> _Task objective_: Give back every entry exactly; drop the pictures.

> _Data extract_:
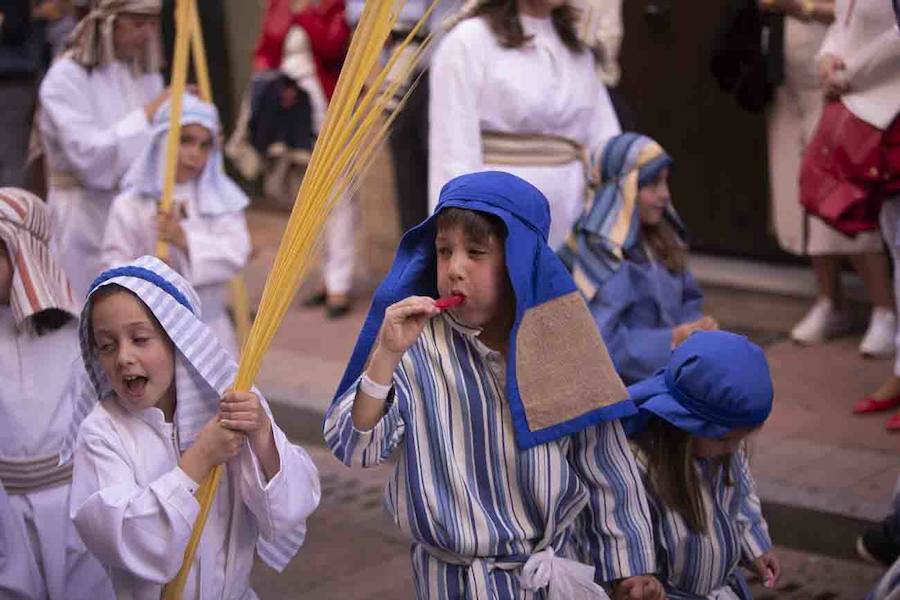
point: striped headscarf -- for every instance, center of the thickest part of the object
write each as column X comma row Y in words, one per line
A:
column 608, row 229
column 38, row 282
column 217, row 194
column 204, row 371
column 91, row 42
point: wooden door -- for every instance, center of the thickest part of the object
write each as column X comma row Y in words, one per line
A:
column 720, row 180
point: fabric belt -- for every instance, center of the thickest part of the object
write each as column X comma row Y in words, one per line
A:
column 63, row 180
column 31, row 475
column 532, row 150
column 563, row 578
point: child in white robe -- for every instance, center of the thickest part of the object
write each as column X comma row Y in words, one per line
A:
column 207, row 233
column 155, row 430
column 41, row 554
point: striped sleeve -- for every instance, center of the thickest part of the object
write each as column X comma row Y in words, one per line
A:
column 363, row 448
column 754, row 533
column 615, row 527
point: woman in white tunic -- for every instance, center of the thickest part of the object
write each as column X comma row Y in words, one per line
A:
column 96, row 103
column 209, row 242
column 792, row 121
column 149, row 439
column 41, row 554
column 512, row 89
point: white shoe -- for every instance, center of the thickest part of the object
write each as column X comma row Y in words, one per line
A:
column 822, row 322
column 879, row 339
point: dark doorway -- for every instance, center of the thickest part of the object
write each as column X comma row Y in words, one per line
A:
column 212, row 21
column 720, row 179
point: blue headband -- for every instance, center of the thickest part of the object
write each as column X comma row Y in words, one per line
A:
column 146, row 275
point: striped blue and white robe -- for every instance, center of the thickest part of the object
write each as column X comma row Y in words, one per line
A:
column 475, row 506
column 694, row 566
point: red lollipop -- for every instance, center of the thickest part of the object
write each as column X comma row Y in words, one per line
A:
column 449, row 301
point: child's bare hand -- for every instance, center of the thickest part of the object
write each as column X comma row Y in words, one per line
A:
column 641, row 587
column 243, row 412
column 215, row 444
column 404, row 321
column 768, row 569
column 169, row 230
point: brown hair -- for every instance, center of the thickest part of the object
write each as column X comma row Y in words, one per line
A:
column 666, row 245
column 503, row 19
column 671, row 473
column 476, row 225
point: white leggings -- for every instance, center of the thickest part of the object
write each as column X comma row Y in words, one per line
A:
column 890, row 222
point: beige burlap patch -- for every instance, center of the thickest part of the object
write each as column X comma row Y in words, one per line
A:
column 562, row 365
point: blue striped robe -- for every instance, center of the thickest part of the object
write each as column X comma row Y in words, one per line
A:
column 475, row 505
column 694, row 566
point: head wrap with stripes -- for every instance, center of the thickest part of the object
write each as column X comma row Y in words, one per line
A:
column 38, row 282
column 204, row 371
column 608, row 229
column 91, row 43
column 217, row 194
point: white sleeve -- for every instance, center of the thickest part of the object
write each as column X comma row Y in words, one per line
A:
column 606, row 123
column 286, row 500
column 454, row 138
column 142, row 530
column 218, row 247
column 99, row 154
column 835, row 38
column 122, row 237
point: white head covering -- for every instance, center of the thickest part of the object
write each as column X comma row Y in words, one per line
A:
column 38, row 282
column 217, row 194
column 91, row 43
column 203, row 370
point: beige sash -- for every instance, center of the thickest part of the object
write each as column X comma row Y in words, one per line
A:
column 532, row 150
column 31, row 475
column 63, row 180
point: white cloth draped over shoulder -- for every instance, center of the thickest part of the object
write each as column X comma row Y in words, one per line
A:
column 93, row 126
column 542, row 88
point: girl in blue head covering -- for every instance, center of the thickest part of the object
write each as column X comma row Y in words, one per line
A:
column 209, row 242
column 627, row 254
column 688, row 435
column 491, row 405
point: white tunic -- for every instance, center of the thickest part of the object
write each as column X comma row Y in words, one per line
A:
column 218, row 248
column 542, row 88
column 135, row 508
column 864, row 34
column 93, row 126
column 36, row 412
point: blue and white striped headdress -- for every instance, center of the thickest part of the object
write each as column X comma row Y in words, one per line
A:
column 608, row 229
column 204, row 371
column 217, row 194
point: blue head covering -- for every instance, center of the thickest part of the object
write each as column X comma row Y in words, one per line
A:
column 608, row 229
column 715, row 382
column 217, row 194
column 575, row 366
column 204, row 371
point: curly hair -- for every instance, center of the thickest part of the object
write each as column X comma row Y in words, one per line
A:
column 503, row 18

> _Worked solution_:
point: striped headscarf -- for every instance, center of the thickest part of the object
write each as column X comma row Y in words, one per line
A:
column 608, row 229
column 38, row 282
column 217, row 194
column 204, row 371
column 91, row 42
point: wooden door -- for every instance, center of the thickest part of the object
write each as column X comma row Y in words, one per line
A:
column 720, row 180
point: fabric belt -- for every instance, center of the thickest part of the object
write each as column X comma row Y in words, one per line
A:
column 63, row 180
column 31, row 475
column 532, row 150
column 563, row 578
point: child in white robe -- for every instance, center of the thickest part of the object
write each as column X comma row Y in words, one per line
A:
column 207, row 233
column 155, row 430
column 41, row 554
point: striped sleeve -- for every instance, center of the thickest part of the object
write each as column X comma row Y in words, one per line
A:
column 363, row 448
column 754, row 533
column 615, row 527
point: woman in white tunic -- for every instance, center of the thickest part of the object
write each as column X comma row Y in words, one per line
A:
column 96, row 103
column 209, row 242
column 792, row 121
column 149, row 439
column 41, row 554
column 512, row 89
point: white shoe -- for every instance, center of the thickest part of the object
write each as column X comma row Y in words, one per line
A:
column 822, row 322
column 879, row 339
point: dark doorway -- for every instance, center of the thickest part of the object
write each as column X comma row Y in words, one per line
A:
column 212, row 21
column 720, row 179
point: blue headband -- for every instance, center of the thickest part of the object
write each as column X comma row Y in words, one per line
A:
column 146, row 275
point: striped blue and white robe -- for every instance, center of the thickest part of the object
write each as column X comma row Y in words, one per line
A:
column 475, row 506
column 694, row 566
point: red lollipop -- for every instance, center of the thickest part of the object
write each as column X comma row Y in words, one per line
A:
column 449, row 301
point: child's bare hand -- for every instance, center of the thickest part of the object
write each as column X comma row Y in words, one per line
A:
column 641, row 587
column 243, row 412
column 215, row 444
column 404, row 321
column 768, row 569
column 169, row 230
point: brown hair -- for every instance, center of the thickest part of the object
write each as column X comma row Y in words, one per line
A:
column 666, row 245
column 503, row 19
column 671, row 473
column 476, row 225
point: white leggings -- for every instance, center of the thickest part of the object
write each as column X comma row Y in words, one per line
A:
column 890, row 222
point: beige burlap patch -- for every instance, center of the thickest part of the object
write each as column X comma row Y in words, one per line
A:
column 562, row 365
point: blue striped robe -- for every instance, center of the thickest part of the object
write each as column X comma row Y in words, one per line
A:
column 475, row 505
column 694, row 566
point: head wrap with stripes -- for every instance, center of the thickest part of the object
write each as column X comma row Y in words, one per line
A:
column 38, row 282
column 204, row 371
column 608, row 229
column 91, row 43
column 217, row 194
point: white sleeve -- for every instance, center of the thickest part of the object
write each as column X comma row Y in words, one per line
A:
column 606, row 123
column 286, row 500
column 454, row 138
column 142, row 530
column 218, row 247
column 99, row 154
column 835, row 38
column 122, row 237
point: white head covering -- for every instance, center of the thickest part of the object
write each as column X comma row Y in words, one per line
A:
column 38, row 282
column 217, row 194
column 91, row 43
column 203, row 370
point: beige sash -- for every instance, center of the thickest part of the object
write each as column X comma row Y in words, one per line
A:
column 532, row 150
column 31, row 475
column 63, row 180
point: white cloth draped over shoulder -- for every instance, center of the thickest part of the object
write each as column X comma row Y in words, one per line
A:
column 93, row 126
column 542, row 88
point: girl in blue head covering -- for every instance, center of the thickest part of the object
write each as column X comma row Y in words, one per line
A:
column 209, row 242
column 627, row 254
column 688, row 435
column 491, row 405
point: white tunic -- for every instance, center of the thickest part of the object
write each as column X comma row Y in words, one per line
A:
column 218, row 248
column 542, row 88
column 135, row 508
column 864, row 34
column 93, row 126
column 36, row 412
point: blue and white striped headdress -- for every instance, center of the thickest part of the object
write each as column X comma row Y in words, one per line
A:
column 608, row 229
column 204, row 371
column 217, row 194
point: blue head covering -- for every instance, center of the thickest part of the object
write each as column X comma row Y in words, one per line
A:
column 608, row 229
column 715, row 382
column 217, row 194
column 575, row 366
column 204, row 371
point: curly hair -- for every instance, center of the thickest part of the object
write each as column X comma row Y in words, one per line
A:
column 503, row 18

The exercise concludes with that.